Please return each line in the items below that contains the word "water".

***** WORKING DATA *****

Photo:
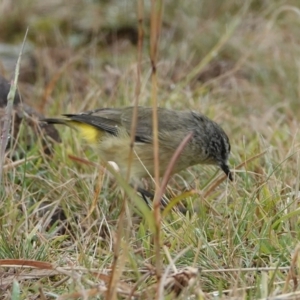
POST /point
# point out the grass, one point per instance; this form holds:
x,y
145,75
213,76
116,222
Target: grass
x,y
238,65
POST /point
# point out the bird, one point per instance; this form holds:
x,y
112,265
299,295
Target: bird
x,y
109,130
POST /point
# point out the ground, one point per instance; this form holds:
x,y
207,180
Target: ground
x,y
84,230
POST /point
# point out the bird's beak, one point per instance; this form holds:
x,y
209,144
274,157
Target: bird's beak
x,y
227,171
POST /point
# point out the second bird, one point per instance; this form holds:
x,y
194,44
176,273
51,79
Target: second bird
x,y
109,130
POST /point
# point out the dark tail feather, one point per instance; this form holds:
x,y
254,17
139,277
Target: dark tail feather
x,y
54,121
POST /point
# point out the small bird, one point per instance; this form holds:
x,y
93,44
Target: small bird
x,y
109,130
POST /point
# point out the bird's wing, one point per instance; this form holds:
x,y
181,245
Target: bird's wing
x,y
169,123
105,119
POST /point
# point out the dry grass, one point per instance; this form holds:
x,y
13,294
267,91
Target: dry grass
x,y
59,215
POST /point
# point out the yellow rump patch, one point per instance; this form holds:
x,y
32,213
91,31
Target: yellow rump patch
x,y
88,132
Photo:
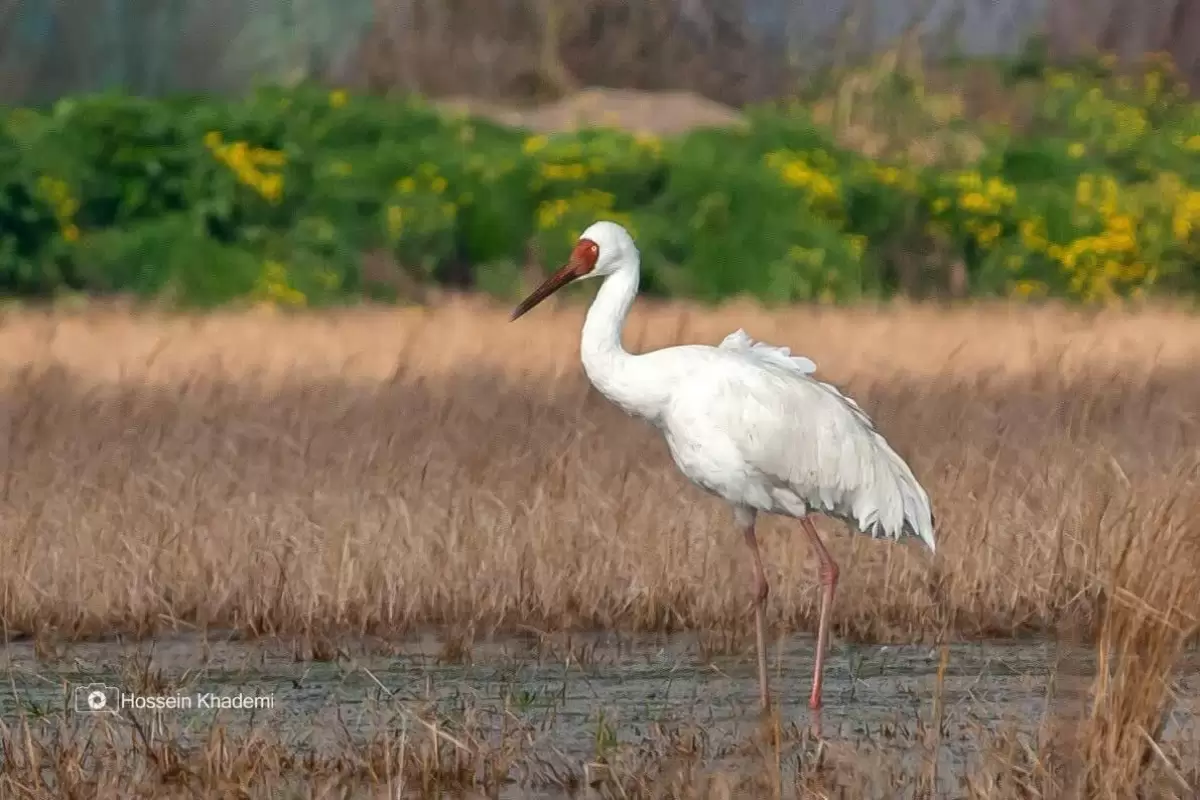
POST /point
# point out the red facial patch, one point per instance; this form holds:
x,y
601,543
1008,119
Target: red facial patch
x,y
583,257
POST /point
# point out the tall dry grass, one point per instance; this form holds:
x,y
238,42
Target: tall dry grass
x,y
376,470
370,471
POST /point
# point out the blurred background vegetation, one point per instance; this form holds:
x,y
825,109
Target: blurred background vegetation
x,y
303,151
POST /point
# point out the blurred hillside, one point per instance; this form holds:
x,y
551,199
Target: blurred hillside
x,y
731,50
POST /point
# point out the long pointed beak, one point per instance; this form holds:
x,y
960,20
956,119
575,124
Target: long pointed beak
x,y
549,287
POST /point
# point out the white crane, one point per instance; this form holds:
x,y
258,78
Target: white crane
x,y
748,422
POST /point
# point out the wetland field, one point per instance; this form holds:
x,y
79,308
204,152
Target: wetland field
x,y
454,570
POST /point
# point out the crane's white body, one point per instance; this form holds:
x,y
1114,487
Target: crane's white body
x,y
747,421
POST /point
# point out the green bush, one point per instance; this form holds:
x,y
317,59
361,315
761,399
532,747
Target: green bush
x,y
279,197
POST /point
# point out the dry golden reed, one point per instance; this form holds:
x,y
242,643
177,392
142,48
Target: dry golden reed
x,y
372,470
375,470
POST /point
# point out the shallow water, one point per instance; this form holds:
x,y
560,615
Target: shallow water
x,y
574,693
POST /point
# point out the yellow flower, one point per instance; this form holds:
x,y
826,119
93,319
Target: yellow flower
x,y
1029,288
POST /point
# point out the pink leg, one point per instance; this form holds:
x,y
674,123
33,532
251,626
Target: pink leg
x,y
760,605
828,584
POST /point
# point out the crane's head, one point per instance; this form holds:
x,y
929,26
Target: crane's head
x,y
603,248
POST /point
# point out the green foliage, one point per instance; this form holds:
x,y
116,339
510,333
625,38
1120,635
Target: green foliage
x,y
277,197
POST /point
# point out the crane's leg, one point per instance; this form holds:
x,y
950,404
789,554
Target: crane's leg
x,y
828,572
761,589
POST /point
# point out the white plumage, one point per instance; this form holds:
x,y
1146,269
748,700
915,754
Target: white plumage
x,y
745,421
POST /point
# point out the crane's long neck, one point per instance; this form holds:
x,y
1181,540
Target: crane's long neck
x,y
610,367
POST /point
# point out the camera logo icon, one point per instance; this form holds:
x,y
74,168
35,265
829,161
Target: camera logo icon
x,y
96,698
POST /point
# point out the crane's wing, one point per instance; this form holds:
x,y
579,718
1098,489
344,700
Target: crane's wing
x,y
803,446
781,356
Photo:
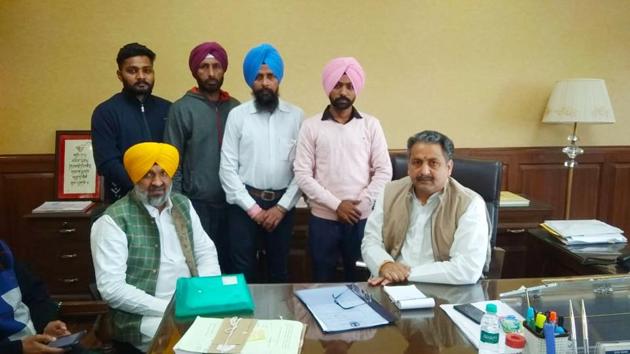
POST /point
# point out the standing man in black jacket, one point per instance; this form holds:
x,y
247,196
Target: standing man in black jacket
x,y
127,118
195,127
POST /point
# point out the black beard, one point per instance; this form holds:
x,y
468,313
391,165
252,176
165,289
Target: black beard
x,y
136,91
341,103
266,100
210,85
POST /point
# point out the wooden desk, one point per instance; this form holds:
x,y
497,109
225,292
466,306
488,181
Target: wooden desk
x,y
60,252
417,331
512,235
549,257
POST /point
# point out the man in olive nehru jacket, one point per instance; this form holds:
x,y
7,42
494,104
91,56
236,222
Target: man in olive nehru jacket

*****

#### [COMPLETED TASK]
# point out the shallow water, one point per instance; this form holds:
Target: shallow water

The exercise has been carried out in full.